— BEGIN Extracted data —
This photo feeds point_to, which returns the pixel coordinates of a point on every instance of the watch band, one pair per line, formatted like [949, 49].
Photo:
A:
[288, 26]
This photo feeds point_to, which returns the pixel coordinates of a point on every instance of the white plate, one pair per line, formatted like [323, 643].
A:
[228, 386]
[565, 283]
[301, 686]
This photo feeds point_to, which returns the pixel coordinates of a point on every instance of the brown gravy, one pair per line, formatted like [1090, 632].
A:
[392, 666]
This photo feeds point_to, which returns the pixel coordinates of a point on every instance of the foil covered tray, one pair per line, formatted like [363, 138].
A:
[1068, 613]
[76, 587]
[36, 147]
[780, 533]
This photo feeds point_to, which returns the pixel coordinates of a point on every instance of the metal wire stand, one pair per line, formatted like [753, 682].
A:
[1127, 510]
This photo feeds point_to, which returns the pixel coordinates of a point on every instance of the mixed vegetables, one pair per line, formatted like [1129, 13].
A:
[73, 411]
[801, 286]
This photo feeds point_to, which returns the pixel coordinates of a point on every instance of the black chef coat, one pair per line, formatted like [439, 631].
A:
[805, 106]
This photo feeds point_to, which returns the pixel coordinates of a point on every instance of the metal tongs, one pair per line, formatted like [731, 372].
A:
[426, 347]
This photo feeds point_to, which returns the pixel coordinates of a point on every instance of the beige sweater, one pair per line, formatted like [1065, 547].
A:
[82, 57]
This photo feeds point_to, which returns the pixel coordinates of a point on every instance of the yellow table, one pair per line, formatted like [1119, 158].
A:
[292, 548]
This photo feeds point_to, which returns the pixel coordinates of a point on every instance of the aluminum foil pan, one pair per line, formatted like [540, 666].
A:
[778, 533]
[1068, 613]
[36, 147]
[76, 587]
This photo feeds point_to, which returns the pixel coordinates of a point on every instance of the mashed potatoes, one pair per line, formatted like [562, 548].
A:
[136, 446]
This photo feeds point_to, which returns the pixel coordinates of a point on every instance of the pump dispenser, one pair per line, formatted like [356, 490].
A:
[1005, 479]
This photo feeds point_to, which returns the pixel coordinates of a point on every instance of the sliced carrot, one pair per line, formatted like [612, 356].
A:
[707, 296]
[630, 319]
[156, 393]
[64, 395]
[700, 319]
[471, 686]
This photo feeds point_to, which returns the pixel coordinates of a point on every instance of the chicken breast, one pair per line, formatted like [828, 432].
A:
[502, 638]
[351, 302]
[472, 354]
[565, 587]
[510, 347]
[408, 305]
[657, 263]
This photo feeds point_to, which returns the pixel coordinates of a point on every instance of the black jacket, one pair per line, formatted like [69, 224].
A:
— END Extracted data —
Your goal: Update the stretch from the line containing "like [828, 432]." through the final line, changing "chicken breast" to "grilled chicken" and leaving everything else as it is; return only those lines.

Completed exercise:
This photo feeds point_to, which returns the pixel coordinates of a point on every instance of the grilled chicken, one pair per line, formatted like [828, 432].
A:
[502, 638]
[351, 302]
[472, 354]
[565, 587]
[510, 347]
[408, 305]
[657, 263]
This photo feeds point_to, which returns the pixel coordinates of a point on every instance of the black jacket, one pair per line, formatted like [69, 224].
A:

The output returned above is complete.